Answer these questions from the text on Wi-Fi and VoIP:
1. What technology does the text say is more likely to compete with cellular protocols such as GSM, UMTS or CDMA?
2. In what year did the market for VoIP Wi-Fi phones explode?
3. Which Dutch ISP is given as an example of an ADSL provider offering VoIP services?

--- Start DOCUMENT TEXT ---

Some argue that Wi-Fi and related consumer technologies hold the key to replacing cellular telephone networks such as GSM. Some obstacles to this happening in the near future are missing roaming and authentication features (see 802.1x, SIM cards and RADIUS), the narrowness of the available spectrum and the limited range of Wi-Fi. It is more likely that WiMax could compete with other cellular phone protocols such as GSM, UMTS or CDMA. However, Wi-Fi is ideal for VoIP applications like in a corporate LAN or SOHO environment. Early adopters were already available in the late '90s, though not until 2005 did the market explode. Companies such as Zyxell, UT Starcomm, Samsung, Hitachi and many more are offering VoIP Wi-Fi phones for reasonable prices.

In 2005 ADSL ISP providers started to offer VoIP services to their customers (eg. the dutch ISP XS4All). Since calling via VoIP is low-cost and more often being free, VoIP enabled ISPs have the potential to open up the VoIP market. GSM phones with integrated Wi-Fi & VoIP capabilities are being introduced into the market and have the potential to replace land line telephone services.

--- End DOCUMENT TEXT ---
--- Start MATERIAL SHOWN ---

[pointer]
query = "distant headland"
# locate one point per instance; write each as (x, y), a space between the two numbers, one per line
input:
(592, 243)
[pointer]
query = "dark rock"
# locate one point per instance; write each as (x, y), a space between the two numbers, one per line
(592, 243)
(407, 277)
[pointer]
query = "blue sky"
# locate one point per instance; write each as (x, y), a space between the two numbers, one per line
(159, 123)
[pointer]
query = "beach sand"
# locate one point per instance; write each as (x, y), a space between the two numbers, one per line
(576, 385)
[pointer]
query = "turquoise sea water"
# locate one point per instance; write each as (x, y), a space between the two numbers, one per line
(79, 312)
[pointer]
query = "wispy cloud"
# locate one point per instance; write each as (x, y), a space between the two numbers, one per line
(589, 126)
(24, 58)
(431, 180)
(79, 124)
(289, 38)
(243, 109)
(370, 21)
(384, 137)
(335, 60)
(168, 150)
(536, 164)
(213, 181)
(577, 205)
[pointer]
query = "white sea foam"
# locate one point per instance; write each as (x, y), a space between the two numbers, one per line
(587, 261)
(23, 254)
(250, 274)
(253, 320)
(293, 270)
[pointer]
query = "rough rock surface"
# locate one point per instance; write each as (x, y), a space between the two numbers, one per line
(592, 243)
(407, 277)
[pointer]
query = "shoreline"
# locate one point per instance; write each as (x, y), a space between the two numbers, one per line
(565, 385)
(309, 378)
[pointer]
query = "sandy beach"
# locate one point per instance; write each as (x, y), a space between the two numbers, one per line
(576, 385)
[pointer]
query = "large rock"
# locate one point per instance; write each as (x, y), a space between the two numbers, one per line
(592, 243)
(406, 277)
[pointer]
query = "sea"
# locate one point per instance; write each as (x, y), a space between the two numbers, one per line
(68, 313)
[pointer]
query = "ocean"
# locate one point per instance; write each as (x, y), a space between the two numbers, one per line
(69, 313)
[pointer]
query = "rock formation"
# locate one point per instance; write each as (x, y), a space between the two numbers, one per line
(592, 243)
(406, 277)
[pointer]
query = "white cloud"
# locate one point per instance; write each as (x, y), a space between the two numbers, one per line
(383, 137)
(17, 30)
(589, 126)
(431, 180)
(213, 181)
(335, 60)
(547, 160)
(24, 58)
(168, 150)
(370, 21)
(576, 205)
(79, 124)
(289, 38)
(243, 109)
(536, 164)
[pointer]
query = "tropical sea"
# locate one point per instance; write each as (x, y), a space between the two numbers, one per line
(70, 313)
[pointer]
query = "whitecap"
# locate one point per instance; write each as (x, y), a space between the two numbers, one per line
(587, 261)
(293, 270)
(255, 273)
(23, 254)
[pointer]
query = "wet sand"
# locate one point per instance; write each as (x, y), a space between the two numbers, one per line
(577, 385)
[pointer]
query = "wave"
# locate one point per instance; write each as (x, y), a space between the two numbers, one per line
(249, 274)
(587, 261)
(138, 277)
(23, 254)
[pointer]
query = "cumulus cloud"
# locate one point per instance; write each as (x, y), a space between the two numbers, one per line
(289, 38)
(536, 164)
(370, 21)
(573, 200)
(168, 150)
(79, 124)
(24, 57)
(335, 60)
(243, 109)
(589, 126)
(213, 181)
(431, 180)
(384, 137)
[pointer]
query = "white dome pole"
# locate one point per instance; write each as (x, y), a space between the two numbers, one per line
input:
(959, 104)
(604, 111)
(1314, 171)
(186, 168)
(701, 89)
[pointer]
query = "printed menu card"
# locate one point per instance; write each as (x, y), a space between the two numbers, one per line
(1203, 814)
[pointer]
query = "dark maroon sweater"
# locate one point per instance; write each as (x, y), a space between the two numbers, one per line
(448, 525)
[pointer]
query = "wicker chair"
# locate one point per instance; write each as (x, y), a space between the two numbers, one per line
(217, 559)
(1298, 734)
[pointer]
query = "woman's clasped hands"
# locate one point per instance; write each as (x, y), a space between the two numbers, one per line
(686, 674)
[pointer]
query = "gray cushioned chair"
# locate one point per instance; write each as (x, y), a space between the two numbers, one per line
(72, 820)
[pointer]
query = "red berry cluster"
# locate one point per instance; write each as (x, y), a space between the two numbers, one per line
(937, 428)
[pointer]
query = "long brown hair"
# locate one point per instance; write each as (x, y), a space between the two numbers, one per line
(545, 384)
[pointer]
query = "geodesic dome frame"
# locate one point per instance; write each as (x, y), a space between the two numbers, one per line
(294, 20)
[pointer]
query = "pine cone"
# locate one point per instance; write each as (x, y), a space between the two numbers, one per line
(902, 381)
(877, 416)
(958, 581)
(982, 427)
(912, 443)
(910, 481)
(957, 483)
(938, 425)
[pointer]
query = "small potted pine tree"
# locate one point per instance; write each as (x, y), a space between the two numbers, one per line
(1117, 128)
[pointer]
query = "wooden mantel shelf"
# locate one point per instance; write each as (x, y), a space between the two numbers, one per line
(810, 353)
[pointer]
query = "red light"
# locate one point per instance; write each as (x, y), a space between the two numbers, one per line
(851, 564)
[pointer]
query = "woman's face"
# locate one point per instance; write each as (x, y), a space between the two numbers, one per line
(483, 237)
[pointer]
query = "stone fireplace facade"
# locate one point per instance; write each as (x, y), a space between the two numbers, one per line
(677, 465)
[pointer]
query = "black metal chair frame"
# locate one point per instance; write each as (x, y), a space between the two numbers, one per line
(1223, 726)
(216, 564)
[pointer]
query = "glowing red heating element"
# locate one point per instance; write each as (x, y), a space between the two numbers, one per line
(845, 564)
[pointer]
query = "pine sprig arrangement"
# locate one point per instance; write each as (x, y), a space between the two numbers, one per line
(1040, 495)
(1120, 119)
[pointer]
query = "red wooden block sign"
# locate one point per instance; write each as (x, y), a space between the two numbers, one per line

--- End MATERIAL SHOWN ---

WORKED ANSWER ::
1. WiMax
2. 2005
3. XS4All